Records from a data source:
----

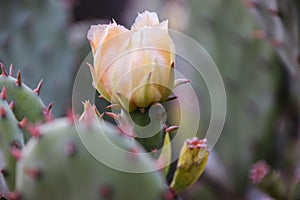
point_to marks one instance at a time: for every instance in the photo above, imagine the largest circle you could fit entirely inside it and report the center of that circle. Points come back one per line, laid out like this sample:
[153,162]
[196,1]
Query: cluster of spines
[37,105]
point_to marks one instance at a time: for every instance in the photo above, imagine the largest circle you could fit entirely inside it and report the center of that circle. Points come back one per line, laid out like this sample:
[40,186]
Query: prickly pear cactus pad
[56,165]
[11,143]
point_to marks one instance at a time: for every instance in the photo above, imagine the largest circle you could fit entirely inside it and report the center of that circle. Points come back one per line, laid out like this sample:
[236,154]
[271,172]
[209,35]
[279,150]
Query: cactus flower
[133,68]
[192,161]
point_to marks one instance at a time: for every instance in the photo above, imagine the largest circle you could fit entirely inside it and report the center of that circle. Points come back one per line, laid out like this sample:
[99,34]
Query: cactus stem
[11,69]
[16,152]
[14,196]
[3,94]
[19,79]
[11,105]
[4,72]
[105,191]
[171,128]
[23,123]
[37,90]
[34,173]
[113,115]
[2,112]
[70,149]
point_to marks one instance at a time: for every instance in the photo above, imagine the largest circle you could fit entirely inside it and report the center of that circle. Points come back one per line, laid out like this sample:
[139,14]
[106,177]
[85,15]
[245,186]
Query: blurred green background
[47,39]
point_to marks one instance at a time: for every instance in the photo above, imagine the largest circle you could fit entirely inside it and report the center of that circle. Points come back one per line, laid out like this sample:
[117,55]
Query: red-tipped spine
[2,112]
[113,115]
[171,128]
[16,153]
[34,173]
[19,79]
[4,72]
[3,94]
[37,90]
[14,196]
[11,105]
[34,131]
[23,123]
[11,70]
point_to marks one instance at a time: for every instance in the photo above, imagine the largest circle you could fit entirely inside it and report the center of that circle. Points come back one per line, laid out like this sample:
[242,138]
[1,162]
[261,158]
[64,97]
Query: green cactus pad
[26,102]
[58,166]
[11,141]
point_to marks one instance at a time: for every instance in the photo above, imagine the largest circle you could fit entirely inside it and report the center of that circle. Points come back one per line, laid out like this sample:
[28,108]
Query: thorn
[23,123]
[34,173]
[4,72]
[170,98]
[38,88]
[19,80]
[34,131]
[16,153]
[113,115]
[11,69]
[11,105]
[180,82]
[3,94]
[14,196]
[2,112]
[70,149]
[171,128]
[105,191]
[113,106]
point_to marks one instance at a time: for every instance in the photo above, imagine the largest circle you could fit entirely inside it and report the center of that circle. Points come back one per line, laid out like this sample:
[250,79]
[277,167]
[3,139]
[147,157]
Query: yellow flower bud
[133,68]
[192,161]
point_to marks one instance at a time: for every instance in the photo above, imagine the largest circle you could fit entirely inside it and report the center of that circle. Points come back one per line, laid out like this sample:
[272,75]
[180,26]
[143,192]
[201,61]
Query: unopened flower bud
[192,161]
[133,68]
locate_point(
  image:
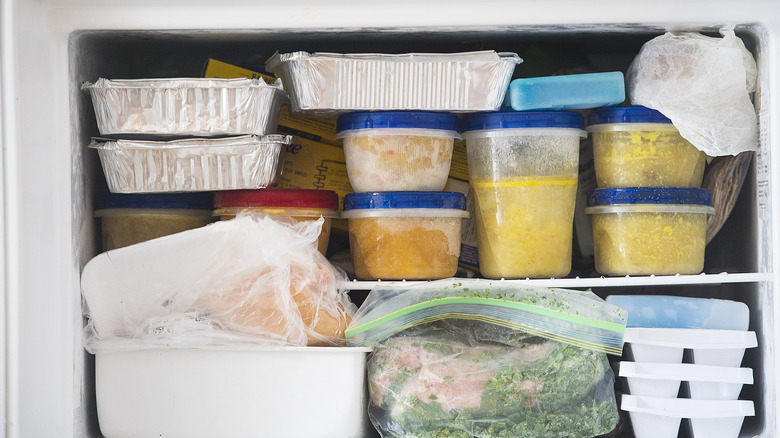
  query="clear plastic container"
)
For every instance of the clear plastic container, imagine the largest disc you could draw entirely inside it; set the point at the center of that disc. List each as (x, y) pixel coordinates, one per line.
(634, 146)
(649, 230)
(398, 151)
(300, 204)
(405, 235)
(130, 219)
(523, 174)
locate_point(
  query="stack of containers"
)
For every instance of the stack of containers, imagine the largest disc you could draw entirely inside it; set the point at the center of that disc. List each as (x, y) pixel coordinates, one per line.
(649, 212)
(714, 333)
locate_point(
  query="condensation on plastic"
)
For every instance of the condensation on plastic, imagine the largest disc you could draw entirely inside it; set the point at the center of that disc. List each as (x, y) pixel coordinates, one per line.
(254, 280)
(335, 83)
(191, 165)
(186, 106)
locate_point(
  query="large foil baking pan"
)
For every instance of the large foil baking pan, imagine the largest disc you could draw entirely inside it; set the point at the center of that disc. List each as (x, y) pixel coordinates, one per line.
(334, 83)
(197, 107)
(191, 165)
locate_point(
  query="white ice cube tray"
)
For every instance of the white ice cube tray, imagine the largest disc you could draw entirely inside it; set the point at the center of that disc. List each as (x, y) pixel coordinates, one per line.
(705, 382)
(708, 347)
(656, 417)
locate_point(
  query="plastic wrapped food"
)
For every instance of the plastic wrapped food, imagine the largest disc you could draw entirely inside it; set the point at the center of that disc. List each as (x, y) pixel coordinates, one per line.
(256, 279)
(191, 165)
(477, 359)
(453, 82)
(186, 106)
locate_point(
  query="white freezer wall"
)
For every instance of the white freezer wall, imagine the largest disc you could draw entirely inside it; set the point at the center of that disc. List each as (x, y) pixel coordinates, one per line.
(44, 189)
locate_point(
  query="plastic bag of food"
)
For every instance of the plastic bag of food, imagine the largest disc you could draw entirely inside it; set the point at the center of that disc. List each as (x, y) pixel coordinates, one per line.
(489, 359)
(256, 279)
(703, 85)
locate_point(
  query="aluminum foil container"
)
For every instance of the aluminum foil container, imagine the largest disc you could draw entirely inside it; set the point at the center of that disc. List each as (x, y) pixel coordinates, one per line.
(191, 165)
(335, 83)
(197, 107)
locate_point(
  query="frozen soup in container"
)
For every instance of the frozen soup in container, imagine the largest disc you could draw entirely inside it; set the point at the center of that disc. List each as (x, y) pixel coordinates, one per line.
(523, 171)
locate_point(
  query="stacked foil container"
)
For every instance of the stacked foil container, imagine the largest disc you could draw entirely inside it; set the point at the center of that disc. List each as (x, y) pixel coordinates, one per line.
(226, 123)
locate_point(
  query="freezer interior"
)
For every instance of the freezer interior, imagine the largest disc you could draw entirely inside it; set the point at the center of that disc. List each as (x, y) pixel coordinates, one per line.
(743, 246)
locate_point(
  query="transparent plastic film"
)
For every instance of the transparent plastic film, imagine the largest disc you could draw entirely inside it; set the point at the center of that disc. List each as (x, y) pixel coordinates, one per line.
(254, 280)
(572, 317)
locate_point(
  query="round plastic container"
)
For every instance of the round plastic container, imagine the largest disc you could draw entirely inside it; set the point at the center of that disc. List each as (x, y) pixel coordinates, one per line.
(649, 230)
(523, 174)
(405, 235)
(300, 204)
(398, 150)
(634, 146)
(127, 219)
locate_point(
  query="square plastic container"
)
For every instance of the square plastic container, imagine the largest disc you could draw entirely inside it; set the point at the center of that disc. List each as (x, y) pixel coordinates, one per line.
(130, 219)
(709, 347)
(649, 230)
(634, 146)
(337, 83)
(213, 392)
(656, 417)
(523, 175)
(191, 165)
(399, 150)
(186, 106)
(567, 92)
(405, 235)
(704, 382)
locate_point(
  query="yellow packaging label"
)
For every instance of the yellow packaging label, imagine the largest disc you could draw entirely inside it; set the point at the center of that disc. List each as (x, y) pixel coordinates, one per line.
(317, 129)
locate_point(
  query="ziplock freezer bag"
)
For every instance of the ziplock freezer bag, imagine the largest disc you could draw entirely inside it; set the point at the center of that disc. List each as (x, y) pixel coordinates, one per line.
(256, 279)
(460, 374)
(702, 84)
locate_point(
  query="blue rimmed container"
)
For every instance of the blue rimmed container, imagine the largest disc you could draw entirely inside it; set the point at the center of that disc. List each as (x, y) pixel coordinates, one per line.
(398, 150)
(649, 230)
(405, 235)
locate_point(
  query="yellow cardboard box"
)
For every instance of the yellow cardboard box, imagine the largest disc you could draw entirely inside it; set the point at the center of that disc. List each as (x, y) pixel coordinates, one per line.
(323, 130)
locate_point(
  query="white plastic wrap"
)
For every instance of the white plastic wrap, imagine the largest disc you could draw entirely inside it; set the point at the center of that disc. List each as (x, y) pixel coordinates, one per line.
(191, 165)
(456, 82)
(702, 84)
(186, 106)
(256, 279)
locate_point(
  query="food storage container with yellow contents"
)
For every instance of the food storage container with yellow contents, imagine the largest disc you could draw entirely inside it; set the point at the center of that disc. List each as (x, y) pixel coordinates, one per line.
(300, 204)
(649, 230)
(523, 174)
(398, 150)
(405, 235)
(634, 146)
(130, 219)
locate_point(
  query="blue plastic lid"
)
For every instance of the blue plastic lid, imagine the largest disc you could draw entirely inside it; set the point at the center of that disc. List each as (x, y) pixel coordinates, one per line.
(188, 201)
(626, 114)
(398, 119)
(362, 201)
(525, 119)
(649, 195)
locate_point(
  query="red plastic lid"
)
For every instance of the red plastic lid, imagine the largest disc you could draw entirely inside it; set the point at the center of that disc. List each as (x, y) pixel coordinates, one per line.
(275, 197)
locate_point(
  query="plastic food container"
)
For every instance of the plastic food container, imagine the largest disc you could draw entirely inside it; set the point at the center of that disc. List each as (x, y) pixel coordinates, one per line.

----

Exact copies of the lines from the one holding "For every instance of the red" to the end of the entries are all that should be written.

__Response__:
For every instance of the red plastic lid, imagine the largest disc you could draw entirely inside it; set the point at the center of that disc. List each as (x, y) pixel coordinates, one per line.
(275, 197)
locate_point(
  query="plastic food container"
)
For every instance of the plastic food container, imagine the largest disc you could draw entirely inside it; set the point at the center of that disc. List each as (x, y) pixel coordinates, one per line.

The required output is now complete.